--- Start of Page ---

Initial burst of oceanic crust accretion in the Red Sea due to edge-driven mantle convection

Marco Ligi et al., Istituto di Scienze Marine, Consiglio Nazionale delle Ricerche, Via Gobetti 101, 40129 Bologna, Italy; doi: 10.1130/G32243.1.

Throughout Earth's history, the continents periodically assemble in a single supercontinent, then fragment and disperse again in cycles each lasting about 500 million years. Rupturing of a continent and the birth of a new ocean are taking place now in the Red Sea, where Arabia is separating from Africa. Geophysical surveys and bottom rock samples were obtained in a recent expedition in the central Red Sea, where continental breakup and accretion of new oceanic crust are just starting. Data collected by Marco Ligi of Italy's Consiglio Nazionale delle Ricerche suggest that as soon as the lid of continental crust breaks, an initial strong burst of oceanic crust generation takes place, with intense basaltic volcanism and fast opening velocity. This initial active pulse fades then into steady, more passive, slower accretion. The initial pulse may be triggered by secondary convective movements in Earth's mantle below the rift, caused by a strong horizontal thermal gradient between the cold walls of the continental plates and the hot, axially upwelling subrift mantle. This mechanism of initial continental breakup may have acted also during the earliest stages of the opening of the Atlantic Ocean more than 100 million years ago.


Inverted metamorphic sequences in Alpine fault mylonites produced by oblique shear within a plate boundary fault zone, New Zealand

Alan F. Cooper and Richard J. Norris, Geology Dept., University of Otago, Dunedin 9016, New Zealand; doi: 10.1130/G32273.1.

The east-dipping Australia-Pacific plate boundary in southern New Zealand, the Alpine fault, is bounded on its eastern side by a sequence of mylonites whose metamorphic grade is lower than the hanging-wall sequence that overlies them. Rather than being caused by an inverted thermal gradient, this inverted metamorphic sequence is attributed to lateral and vertical shear within the mylonite zone translating low-grade rock from its source area, 110 km to the south west. As documented by Alan F. Cooper and Richard J. Norris of the University of Otago, New Zealand, this transpressional shear occurred subsequent to the post-late Miocene inception of oblique convergence on the plate boundary.


Stress modulation on the San Andreas fault by interseismic fault system interactions

John P. Loveless and Brendan J. Meade, Dept. of Geosciences, Smith College, Northampton, Massachusetts 01063, USA; doi: 10.1130/G32215.1.

--- End of Page ---
--- Start of Record excerpts ---

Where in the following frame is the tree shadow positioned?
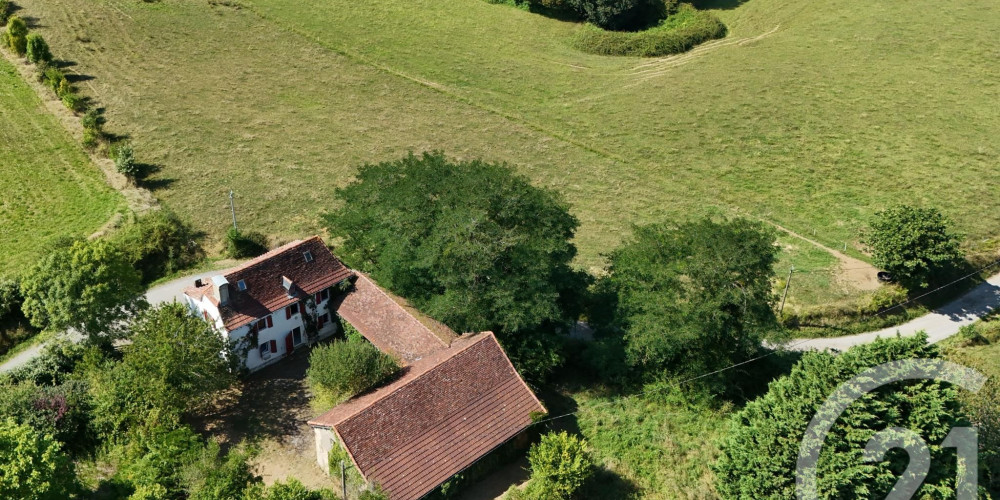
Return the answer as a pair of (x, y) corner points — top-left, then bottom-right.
(691, 0), (747, 10)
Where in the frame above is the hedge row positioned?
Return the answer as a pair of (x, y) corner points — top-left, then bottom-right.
(573, 4), (726, 57)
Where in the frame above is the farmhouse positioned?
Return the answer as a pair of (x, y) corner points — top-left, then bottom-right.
(184, 236), (545, 500)
(184, 236), (353, 371)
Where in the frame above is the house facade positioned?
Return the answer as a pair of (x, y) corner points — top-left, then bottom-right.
(184, 236), (353, 371)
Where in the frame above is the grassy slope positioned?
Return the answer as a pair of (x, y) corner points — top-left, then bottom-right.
(17, 0), (1000, 284)
(0, 59), (124, 275)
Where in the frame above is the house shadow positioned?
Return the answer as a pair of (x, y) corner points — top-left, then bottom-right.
(190, 349), (312, 452)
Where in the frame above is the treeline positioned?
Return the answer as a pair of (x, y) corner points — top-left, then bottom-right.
(0, 6), (149, 182)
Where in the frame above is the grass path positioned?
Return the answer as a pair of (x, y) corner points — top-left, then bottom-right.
(0, 49), (124, 276)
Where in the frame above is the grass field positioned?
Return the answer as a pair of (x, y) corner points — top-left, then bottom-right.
(15, 0), (1000, 292)
(0, 58), (124, 276)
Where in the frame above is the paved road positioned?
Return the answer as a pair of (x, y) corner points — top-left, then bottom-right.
(785, 274), (1000, 351)
(0, 271), (218, 372)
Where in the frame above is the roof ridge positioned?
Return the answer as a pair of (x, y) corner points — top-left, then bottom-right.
(223, 235), (319, 276)
(331, 332), (494, 427)
(357, 271), (450, 350)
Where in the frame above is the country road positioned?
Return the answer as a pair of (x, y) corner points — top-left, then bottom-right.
(785, 274), (1000, 351)
(0, 271), (1000, 372)
(0, 271), (218, 373)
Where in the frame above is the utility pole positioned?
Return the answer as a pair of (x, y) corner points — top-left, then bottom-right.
(340, 460), (347, 500)
(778, 266), (795, 319)
(229, 189), (240, 231)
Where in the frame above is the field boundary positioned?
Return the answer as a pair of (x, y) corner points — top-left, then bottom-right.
(0, 39), (160, 217)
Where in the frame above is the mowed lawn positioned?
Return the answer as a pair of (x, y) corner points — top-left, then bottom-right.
(17, 0), (1000, 269)
(0, 59), (124, 277)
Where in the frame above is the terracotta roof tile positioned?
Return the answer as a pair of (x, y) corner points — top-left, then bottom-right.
(184, 236), (352, 330)
(309, 332), (545, 500)
(333, 273), (456, 363)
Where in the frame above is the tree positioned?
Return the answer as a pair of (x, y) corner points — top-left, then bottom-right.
(4, 16), (28, 56)
(525, 431), (594, 500)
(324, 152), (587, 378)
(111, 142), (140, 181)
(716, 335), (980, 498)
(26, 33), (52, 64)
(600, 219), (778, 379)
(89, 303), (235, 436)
(21, 240), (145, 339)
(306, 335), (399, 407)
(0, 419), (76, 500)
(864, 205), (962, 289)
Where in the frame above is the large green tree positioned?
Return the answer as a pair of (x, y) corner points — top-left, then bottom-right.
(716, 335), (980, 499)
(601, 219), (778, 379)
(864, 205), (962, 289)
(0, 419), (76, 500)
(88, 303), (235, 436)
(21, 240), (145, 338)
(324, 153), (586, 378)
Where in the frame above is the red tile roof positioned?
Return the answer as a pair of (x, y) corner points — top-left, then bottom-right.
(333, 273), (456, 363)
(309, 332), (545, 500)
(184, 236), (352, 330)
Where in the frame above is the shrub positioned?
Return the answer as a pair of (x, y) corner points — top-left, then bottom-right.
(4, 16), (28, 56)
(858, 285), (908, 315)
(306, 337), (399, 407)
(27, 33), (52, 64)
(111, 209), (204, 283)
(863, 205), (963, 289)
(573, 4), (726, 57)
(507, 431), (595, 500)
(111, 142), (140, 181)
(0, 419), (76, 499)
(226, 227), (267, 259)
(570, 0), (674, 30)
(41, 66), (69, 94)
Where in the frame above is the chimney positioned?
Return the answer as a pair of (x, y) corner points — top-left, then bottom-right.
(281, 276), (296, 297)
(212, 275), (229, 306)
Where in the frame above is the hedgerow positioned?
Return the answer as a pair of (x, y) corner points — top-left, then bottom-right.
(573, 4), (726, 57)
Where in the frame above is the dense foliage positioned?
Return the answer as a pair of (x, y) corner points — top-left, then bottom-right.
(601, 219), (778, 379)
(306, 335), (399, 408)
(21, 240), (144, 339)
(89, 303), (235, 438)
(508, 431), (594, 500)
(573, 4), (726, 57)
(3, 16), (28, 56)
(716, 335), (968, 498)
(324, 153), (586, 374)
(864, 205), (962, 289)
(0, 418), (76, 500)
(26, 33), (52, 64)
(226, 227), (267, 259)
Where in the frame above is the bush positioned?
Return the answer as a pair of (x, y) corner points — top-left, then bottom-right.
(570, 0), (674, 31)
(226, 227), (267, 259)
(111, 142), (140, 181)
(864, 205), (963, 289)
(111, 209), (204, 283)
(4, 16), (28, 56)
(27, 33), (52, 64)
(507, 431), (595, 500)
(573, 4), (726, 57)
(306, 337), (399, 408)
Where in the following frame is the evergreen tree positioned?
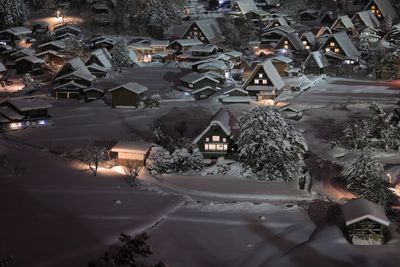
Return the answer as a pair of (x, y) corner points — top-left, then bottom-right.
(238, 107), (306, 181)
(0, 0), (29, 30)
(110, 40), (134, 72)
(346, 151), (392, 209)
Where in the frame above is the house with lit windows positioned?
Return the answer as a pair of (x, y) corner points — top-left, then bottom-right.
(181, 18), (223, 45)
(193, 108), (240, 158)
(365, 0), (398, 22)
(242, 60), (285, 101)
(320, 32), (361, 65)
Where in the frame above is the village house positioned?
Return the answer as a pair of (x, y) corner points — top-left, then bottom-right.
(0, 97), (53, 130)
(300, 32), (318, 51)
(242, 60), (285, 101)
(0, 27), (32, 47)
(193, 108), (240, 159)
(15, 56), (45, 75)
(340, 199), (390, 245)
(181, 18), (224, 45)
(108, 82), (148, 108)
(331, 16), (356, 34)
(320, 32), (361, 65)
(275, 32), (305, 53)
(304, 51), (329, 75)
(365, 0), (398, 22)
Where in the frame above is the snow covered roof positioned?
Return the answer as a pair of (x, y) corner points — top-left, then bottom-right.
(86, 48), (112, 69)
(0, 96), (53, 111)
(53, 81), (86, 91)
(39, 40), (65, 49)
(170, 38), (203, 47)
(231, 0), (258, 15)
(193, 108), (240, 144)
(111, 141), (156, 154)
(185, 18), (223, 44)
(324, 32), (361, 59)
(366, 0), (398, 20)
(180, 72), (218, 84)
(351, 10), (380, 29)
(304, 51), (329, 68)
(340, 198), (390, 226)
(243, 60), (285, 90)
(331, 15), (354, 30)
(108, 82), (148, 94)
(15, 56), (45, 64)
(0, 106), (24, 120)
(1, 27), (32, 36)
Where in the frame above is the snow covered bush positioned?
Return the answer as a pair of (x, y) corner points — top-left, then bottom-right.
(172, 148), (203, 173)
(110, 40), (134, 72)
(238, 107), (306, 181)
(346, 151), (392, 209)
(146, 147), (172, 175)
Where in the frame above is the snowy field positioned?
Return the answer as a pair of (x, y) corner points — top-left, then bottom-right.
(0, 78), (400, 267)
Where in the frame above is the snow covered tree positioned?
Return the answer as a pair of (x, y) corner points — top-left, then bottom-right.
(110, 40), (134, 72)
(346, 151), (392, 209)
(146, 147), (172, 174)
(342, 119), (371, 149)
(82, 143), (108, 176)
(0, 0), (29, 30)
(238, 107), (306, 181)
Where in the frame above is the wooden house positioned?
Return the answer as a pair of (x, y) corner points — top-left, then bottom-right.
(300, 32), (318, 51)
(275, 32), (305, 53)
(320, 32), (361, 65)
(108, 82), (148, 108)
(365, 0), (398, 22)
(351, 10), (380, 29)
(181, 18), (224, 45)
(180, 72), (219, 91)
(304, 51), (329, 75)
(0, 27), (32, 47)
(82, 87), (105, 102)
(15, 56), (45, 75)
(341, 199), (390, 245)
(193, 108), (240, 158)
(0, 96), (53, 130)
(242, 60), (285, 101)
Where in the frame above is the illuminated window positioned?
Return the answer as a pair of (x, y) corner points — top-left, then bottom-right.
(212, 135), (219, 142)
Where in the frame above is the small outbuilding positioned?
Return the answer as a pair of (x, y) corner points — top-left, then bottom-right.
(341, 199), (390, 245)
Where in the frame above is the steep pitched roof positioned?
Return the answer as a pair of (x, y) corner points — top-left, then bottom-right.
(108, 82), (148, 94)
(351, 10), (380, 29)
(193, 108), (240, 144)
(243, 60), (285, 90)
(340, 198), (390, 226)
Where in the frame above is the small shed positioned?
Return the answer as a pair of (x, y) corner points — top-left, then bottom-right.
(111, 141), (155, 164)
(341, 198), (390, 245)
(108, 82), (148, 108)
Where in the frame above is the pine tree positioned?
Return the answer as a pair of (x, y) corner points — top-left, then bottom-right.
(0, 0), (29, 30)
(110, 40), (134, 72)
(346, 151), (392, 209)
(238, 107), (306, 181)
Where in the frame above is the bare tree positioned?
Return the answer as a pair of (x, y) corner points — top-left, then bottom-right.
(82, 143), (108, 176)
(124, 160), (142, 186)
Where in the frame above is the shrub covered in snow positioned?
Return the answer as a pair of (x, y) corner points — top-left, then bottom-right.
(146, 147), (172, 174)
(238, 107), (306, 181)
(346, 151), (392, 208)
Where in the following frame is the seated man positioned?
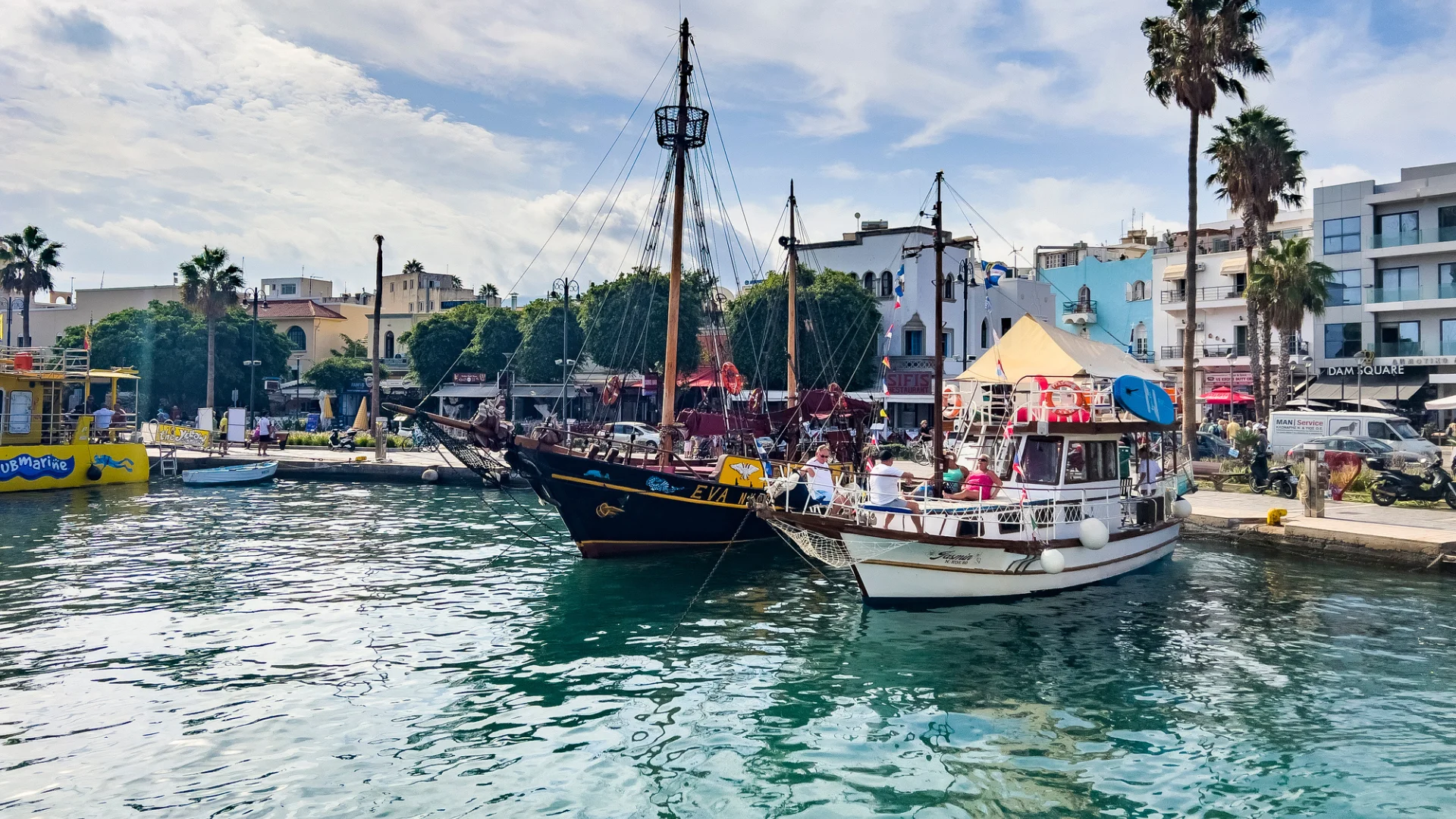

--- End of Record excerpts ---

In the research summaries above, about how long does each cycle of supercontinent assembly and breakup last?

About 500 million years.